A potentially groundbreaking nanomaterial sensor could revolutionize how NASA explores planets, dramatically shrinking existing technologies into a far more capable form-factor. After refinement, the 3D printed sensor could find itself equipping future NASA missions to the moon and Mars, monitoring astronauts, and on the robotic arms of robots like the ill-fated Opportunity rover.
Currently, sensor payload can add significantly to how much weight space missions are expected to carry. Rovers like Opportunity and Curiosity are typically equipped with a number of task-specific sensor arrays and test suites. Competition to have a certain instrument onboard is high within NASA, as divisions push to have their project – and the machinery it requires – selected.
Replacing traditional instrumentation with a more flexible, lighter alternative, therefore, could have a huge impact on the cost and capabilities of future NASA missions. That’s the project that was undertaken by the US space agency’s Goddard Space Flight Center, which has now been awarded a $2m technology grant to continue developing the multifunctional sensor platform, and the process by which it’s manufactured.
Small sensor, huge potential
The new design is only 2 x 3 inches in size, and takes advantage not only of new methods in production but also new materials. A 3D printing system, funded by NASA and developed by a group at Northeastern University in Boston, is used to lay down individual layers of nanomaterials onto a single substrate. It’s how those materials operate that is key.

-----

* **To-do list**:
a) Print the part of the nanomaterial sensor article starting with "A potentially groundbreaking" and going on through "ill-fated Opportunity rover.".
b) Answer these questions using the nanomaterial sensor article:
(i) What size is the new sensor design?
(ii) What amount was the Goddard Space Flight Center awarded to continue the work?
(iii) Which university developed the 3D printing system?
c) List every organization or institution named in the nanomaterial sensor article.

* **Records shown**:

-----

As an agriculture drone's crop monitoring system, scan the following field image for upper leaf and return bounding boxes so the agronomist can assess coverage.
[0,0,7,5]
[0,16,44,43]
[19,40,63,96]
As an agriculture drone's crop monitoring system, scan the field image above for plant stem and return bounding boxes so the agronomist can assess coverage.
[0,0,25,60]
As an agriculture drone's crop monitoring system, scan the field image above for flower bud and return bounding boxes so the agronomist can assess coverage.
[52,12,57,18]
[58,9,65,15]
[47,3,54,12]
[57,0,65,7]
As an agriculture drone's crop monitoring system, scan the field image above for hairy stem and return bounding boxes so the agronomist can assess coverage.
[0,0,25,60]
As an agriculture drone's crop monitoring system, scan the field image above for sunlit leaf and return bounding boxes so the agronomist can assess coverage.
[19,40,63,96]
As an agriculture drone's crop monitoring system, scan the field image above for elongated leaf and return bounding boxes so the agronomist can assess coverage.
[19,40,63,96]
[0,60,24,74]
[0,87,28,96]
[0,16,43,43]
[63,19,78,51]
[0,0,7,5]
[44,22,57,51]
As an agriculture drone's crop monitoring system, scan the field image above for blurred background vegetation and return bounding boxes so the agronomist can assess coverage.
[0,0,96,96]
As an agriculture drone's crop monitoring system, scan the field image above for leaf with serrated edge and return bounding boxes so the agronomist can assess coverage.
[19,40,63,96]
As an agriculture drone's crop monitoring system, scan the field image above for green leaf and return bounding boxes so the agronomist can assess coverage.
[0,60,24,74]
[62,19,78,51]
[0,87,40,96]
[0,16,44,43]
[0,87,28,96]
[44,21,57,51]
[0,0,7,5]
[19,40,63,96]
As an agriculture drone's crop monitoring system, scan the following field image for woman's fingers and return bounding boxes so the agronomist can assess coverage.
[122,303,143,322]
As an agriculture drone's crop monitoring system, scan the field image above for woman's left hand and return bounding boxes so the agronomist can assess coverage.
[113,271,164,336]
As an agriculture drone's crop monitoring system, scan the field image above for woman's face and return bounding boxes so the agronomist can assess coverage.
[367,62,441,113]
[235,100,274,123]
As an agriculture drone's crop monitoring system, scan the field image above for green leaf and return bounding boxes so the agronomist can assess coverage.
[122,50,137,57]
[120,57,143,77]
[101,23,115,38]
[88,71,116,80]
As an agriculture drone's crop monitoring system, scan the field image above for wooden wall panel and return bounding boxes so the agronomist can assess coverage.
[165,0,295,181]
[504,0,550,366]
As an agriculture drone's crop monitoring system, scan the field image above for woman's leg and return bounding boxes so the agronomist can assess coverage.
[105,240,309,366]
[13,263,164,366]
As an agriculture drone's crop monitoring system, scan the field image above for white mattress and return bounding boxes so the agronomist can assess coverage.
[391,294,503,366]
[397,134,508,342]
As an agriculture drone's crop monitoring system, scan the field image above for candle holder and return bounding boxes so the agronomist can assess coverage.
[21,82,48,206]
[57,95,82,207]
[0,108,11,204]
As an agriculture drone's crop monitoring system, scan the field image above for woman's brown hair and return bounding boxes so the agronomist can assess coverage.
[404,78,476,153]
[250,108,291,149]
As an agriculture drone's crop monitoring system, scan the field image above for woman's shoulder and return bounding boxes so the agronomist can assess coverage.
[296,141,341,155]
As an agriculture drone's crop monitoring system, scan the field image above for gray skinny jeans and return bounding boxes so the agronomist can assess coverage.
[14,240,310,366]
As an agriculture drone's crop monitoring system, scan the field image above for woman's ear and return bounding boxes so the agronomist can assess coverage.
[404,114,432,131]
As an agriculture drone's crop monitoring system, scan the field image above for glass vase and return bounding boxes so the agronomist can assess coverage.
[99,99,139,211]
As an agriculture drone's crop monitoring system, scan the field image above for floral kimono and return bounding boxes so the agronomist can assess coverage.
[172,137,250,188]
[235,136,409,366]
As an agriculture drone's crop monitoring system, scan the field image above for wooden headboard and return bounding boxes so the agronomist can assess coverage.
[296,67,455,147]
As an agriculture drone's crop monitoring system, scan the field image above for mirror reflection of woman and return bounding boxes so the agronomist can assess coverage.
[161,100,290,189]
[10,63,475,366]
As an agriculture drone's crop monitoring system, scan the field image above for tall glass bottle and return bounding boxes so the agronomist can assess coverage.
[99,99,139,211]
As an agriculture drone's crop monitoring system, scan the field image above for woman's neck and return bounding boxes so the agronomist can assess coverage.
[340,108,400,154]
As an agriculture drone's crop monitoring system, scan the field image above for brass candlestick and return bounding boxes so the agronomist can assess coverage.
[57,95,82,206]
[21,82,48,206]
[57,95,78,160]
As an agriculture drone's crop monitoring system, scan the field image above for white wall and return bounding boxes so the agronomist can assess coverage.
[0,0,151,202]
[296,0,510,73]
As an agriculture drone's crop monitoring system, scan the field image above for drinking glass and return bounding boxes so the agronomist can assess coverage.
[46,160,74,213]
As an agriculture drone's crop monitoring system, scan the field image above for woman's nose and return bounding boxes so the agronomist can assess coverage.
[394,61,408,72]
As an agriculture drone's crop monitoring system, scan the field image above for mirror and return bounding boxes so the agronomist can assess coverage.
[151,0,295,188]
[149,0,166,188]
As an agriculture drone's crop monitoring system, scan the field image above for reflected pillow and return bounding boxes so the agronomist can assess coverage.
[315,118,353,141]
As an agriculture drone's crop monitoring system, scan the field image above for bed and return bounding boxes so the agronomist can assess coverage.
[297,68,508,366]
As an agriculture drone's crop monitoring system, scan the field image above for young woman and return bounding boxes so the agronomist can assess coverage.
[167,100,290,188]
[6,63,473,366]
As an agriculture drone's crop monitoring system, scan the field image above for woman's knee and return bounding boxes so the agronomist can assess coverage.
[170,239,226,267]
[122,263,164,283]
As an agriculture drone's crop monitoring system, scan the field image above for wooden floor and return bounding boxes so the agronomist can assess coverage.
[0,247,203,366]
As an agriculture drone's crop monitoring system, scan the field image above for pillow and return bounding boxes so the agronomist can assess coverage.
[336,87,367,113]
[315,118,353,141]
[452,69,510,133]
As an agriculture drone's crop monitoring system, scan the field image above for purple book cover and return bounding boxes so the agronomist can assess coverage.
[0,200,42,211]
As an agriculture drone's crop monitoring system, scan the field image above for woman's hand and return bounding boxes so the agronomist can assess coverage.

-----

* **Responses by task**:
a)
A potentially groundbreaking nanomaterial sensor could revolutionize how NASA explores planets, dramatically shrinking existing technologies into a far more capable form-factor. After refinement, the 3D printed sensor could find itself equipping future NASA missions to the moon and Mars, monitoring astronauts, and on the robotic arms of robots like the ill-fated Opportunity rover.

b)
(i) 2 x 3 inches
(ii) $2m
(iii) Northeastern University in Boston

c)
NASA
Goddard Space Flight Center
Northeastern University